What is being asked: Extract every line of the items below that contains the word "instance", and copy each such line in full.

Dataset rows:
§
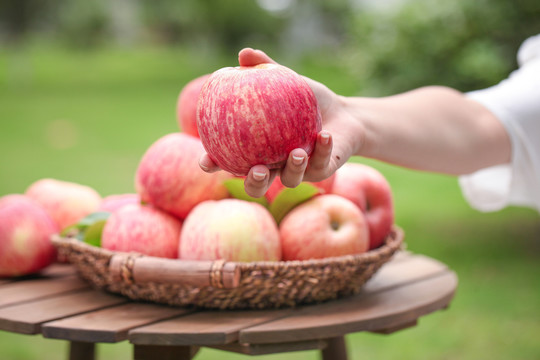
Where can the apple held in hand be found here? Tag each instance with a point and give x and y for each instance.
§
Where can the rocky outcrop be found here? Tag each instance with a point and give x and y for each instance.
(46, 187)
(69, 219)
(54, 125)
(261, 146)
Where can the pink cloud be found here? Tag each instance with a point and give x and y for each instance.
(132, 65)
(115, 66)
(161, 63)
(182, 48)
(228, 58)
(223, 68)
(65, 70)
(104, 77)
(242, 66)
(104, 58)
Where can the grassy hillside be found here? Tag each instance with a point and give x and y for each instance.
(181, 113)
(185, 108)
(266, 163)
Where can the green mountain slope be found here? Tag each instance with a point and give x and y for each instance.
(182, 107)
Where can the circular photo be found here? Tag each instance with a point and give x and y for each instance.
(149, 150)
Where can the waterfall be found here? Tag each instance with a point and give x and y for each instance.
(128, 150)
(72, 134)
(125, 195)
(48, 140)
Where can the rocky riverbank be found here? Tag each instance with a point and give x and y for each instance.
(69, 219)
§
Expected answer:
Where can the apple held in hand be found here? Tag each instance with a point and give x and y for each instance.
Where can the rocky outcrop be found here? Tag each instance with a point and give x and y for each instance.
Where can the pink cloud be found here? Tag each instance with a point and give x and y for each instance.
Where can the grassy hillside be found here? Tag each instance with a point and give x and y for each instance.
Where can the green mountain slope be found here? Tag each instance with a point and give x and y for each instance.
Where can the circular photo be found here? Tag each instance with a point and give x and y for each instance.
Where can the waterfall be found here? Tag each instance with a point and give x and y for each instance.
Where can the rocky riverbank be found here? Tag each instance with a point and give x and y for each instance.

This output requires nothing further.